### DIRECTIONS
Write out the whole listing exactly as it stands.

### DATA SHOWN
## begin

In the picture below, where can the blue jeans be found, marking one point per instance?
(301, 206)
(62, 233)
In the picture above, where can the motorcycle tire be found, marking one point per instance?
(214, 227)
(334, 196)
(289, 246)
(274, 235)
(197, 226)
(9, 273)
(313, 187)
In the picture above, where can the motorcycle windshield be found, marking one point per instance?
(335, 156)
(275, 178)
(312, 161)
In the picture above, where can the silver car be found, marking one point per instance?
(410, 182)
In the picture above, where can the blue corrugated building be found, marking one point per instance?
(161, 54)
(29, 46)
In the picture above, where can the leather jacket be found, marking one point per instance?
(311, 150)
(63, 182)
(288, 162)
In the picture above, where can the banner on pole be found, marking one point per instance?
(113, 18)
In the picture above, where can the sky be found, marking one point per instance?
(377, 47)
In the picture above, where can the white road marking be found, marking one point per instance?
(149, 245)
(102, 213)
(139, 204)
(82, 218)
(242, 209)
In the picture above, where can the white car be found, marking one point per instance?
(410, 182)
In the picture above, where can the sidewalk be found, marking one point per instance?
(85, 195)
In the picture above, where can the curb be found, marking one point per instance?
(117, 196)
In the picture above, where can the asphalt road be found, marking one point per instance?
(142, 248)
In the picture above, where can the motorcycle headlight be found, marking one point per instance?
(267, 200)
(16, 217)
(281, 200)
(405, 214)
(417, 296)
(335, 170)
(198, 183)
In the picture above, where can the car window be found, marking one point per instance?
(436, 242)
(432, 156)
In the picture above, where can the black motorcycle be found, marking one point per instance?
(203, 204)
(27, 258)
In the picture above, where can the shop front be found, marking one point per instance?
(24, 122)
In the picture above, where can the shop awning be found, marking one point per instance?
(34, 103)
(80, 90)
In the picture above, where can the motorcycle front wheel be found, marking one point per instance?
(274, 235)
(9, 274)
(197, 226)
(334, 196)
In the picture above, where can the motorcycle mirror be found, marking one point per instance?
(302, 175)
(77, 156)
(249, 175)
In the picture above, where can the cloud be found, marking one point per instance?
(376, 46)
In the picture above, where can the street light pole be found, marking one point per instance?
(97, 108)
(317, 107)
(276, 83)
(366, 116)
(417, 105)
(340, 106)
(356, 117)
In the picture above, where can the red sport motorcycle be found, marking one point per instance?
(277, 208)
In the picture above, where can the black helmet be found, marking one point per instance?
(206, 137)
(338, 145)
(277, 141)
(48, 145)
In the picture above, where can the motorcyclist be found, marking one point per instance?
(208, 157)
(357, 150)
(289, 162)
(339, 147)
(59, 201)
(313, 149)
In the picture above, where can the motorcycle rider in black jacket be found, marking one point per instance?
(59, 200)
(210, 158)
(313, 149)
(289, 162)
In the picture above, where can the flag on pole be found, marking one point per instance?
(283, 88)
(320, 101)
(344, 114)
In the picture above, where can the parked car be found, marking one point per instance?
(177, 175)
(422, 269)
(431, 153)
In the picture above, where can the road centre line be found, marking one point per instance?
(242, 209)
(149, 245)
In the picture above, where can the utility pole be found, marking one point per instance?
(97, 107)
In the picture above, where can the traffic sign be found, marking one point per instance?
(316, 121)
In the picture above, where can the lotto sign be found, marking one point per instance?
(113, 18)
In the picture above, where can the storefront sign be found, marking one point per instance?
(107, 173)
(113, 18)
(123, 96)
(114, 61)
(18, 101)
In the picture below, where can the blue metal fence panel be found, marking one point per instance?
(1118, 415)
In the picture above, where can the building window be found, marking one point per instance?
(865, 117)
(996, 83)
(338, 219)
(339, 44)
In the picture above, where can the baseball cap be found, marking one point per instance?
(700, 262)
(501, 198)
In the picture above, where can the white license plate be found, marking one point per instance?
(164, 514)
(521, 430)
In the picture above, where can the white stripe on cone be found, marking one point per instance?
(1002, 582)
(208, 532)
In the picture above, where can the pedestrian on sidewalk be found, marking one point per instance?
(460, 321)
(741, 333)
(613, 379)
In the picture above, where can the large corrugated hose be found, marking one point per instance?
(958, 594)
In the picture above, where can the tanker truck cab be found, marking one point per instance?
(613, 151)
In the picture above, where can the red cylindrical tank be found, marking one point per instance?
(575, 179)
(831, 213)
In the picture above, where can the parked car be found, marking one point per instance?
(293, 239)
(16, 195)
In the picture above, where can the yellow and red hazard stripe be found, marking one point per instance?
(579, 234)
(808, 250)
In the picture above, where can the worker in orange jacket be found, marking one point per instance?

## end

### RESPONSE BELOW
In the picture below, where can the blue jeans be found, marking one point per instance?
(301, 206)
(62, 233)
In the picture above, where can the motorcycle tire be found, marking one point per instance?
(214, 227)
(334, 196)
(289, 246)
(274, 235)
(197, 226)
(9, 273)
(313, 187)
In the picture above, where can the motorcycle windshield be found, marking one point per instance?
(335, 156)
(275, 178)
(312, 161)
In the picture above, where can the silver car be found, marking one point per instance?
(410, 182)
In the picture above, where can the blue corrugated building be found, marking one point per instance?
(161, 54)
(29, 46)
In the picture above, where can the leather jacket be found, marking one point per instance?
(311, 150)
(63, 182)
(288, 162)
In the picture above, where can the banner on pole be found, marking one point per instance?
(113, 18)
In the picture above, where can the sky be found, marking one point per instance?
(377, 47)
In the picture above, where can the white road marking be found, marking one point per instance?
(149, 245)
(102, 213)
(139, 204)
(82, 218)
(242, 209)
In the picture above, where can the white car be found, marking one point per instance?
(410, 182)
In the picture above, where can the sidewalk be found, marking one point per instance?
(85, 195)
In the picture above, where can the curb be found, marking one point per instance?
(117, 196)
In the picture above, where can the asphalt road be found, marking one point per instance?
(142, 248)
In the picture above, where can the motorcycle headlight be found, marking one point per instance?
(267, 200)
(16, 217)
(281, 200)
(405, 214)
(417, 296)
(335, 170)
(198, 183)
In the picture above, where can the car window be found, marking one point per instance?
(436, 242)
(432, 156)
In the picture above, where can the black motorcycle be found, marking one point per instance?
(203, 204)
(27, 258)
In the picture above, where can the shop front be found, marking one point per instance?
(24, 122)
In the picture above, where can the shop awning be found, marking one point per instance?
(34, 103)
(80, 90)
In the picture above, where can the motorcycle front wheel be found, marking one point per instance?
(274, 235)
(9, 274)
(197, 226)
(334, 196)
In the picture above, where can the motorcycle mirror be found, marking one point per instance?
(302, 175)
(77, 156)
(249, 175)
In the picture above, where can the cloud be found, marking one point per instance?
(376, 46)
In the picture above, where can the street light pole be found, marking one point per instance?
(97, 108)
(317, 107)
(276, 83)
(366, 116)
(417, 105)
(340, 106)
(356, 117)
In the picture above, where can the red sport motorcycle be found, marking one point per instance?
(277, 208)
In the picture above, where can the black helmet be found, marking one point per instance?
(206, 137)
(338, 145)
(277, 141)
(48, 145)
In the picture above, where can the motorcyclist be found, marking one point per instance?
(208, 157)
(357, 150)
(289, 162)
(339, 147)
(59, 201)
(313, 149)
In the picture above, where can the motorcycle rider in black jacket be found, marking one point per instance?
(59, 200)
(210, 158)
(313, 149)
(289, 162)
In the picture above, where can the flag on pole be found, marking one point per instance?
(283, 88)
(320, 101)
(344, 114)
In the picture above, where can the parked car be found, marking one point per instance?
(177, 175)
(422, 269)
(431, 153)
In the picture above, where can the road centre line be found, marking one point per instance?
(242, 209)
(149, 245)
In the picture above, where can the utility pole be found, marking one point per instance?
(97, 107)
In the picture above, where can the traffic sign be found, marking one point per instance?
(316, 121)
In the picture above, where can the lotto sign be found, marking one point per instance?
(113, 18)
In the picture above, where can the storefront sign be found, marking one point per instance?
(107, 173)
(113, 18)
(123, 96)
(114, 61)
(18, 101)
In the picture below, where can the blue metal fence panel be found, marking one point per instance?
(1118, 415)
In the picture above, where can the building window be found, marking one point per instance?
(865, 117)
(996, 83)
(338, 219)
(339, 44)
In the picture above, where can the baseball cap be found, marking one point per instance?
(700, 262)
(501, 198)
In the picture above, where can the white license plate be found, marking one point per instance?
(164, 514)
(521, 430)
In the picture above, where can the white stripe on cone be found, marking one point per instance?
(1002, 582)
(208, 532)
In the picture above, where can the pedestrian on sidewalk be found, marking one point per instance?
(460, 321)
(741, 333)
(613, 379)
In the picture above, where can the large corrugated hose be found, marking one point per instance?
(958, 594)
In the picture above, where can the tanker truck cab be found, marking one point per instance?
(613, 151)
In the picture above, where can the red cylindrical tank be found, marking one point per instance?
(575, 179)
(831, 213)
In the picture above, where can the parked car be found, marking one point per instance?
(293, 239)
(16, 195)
In the picture above, where can the yellow and red hazard stripe be found, marking one point per instance?
(579, 234)
(808, 250)
In the picture above, where can the worker in orange jacket be found, marking one point per instance?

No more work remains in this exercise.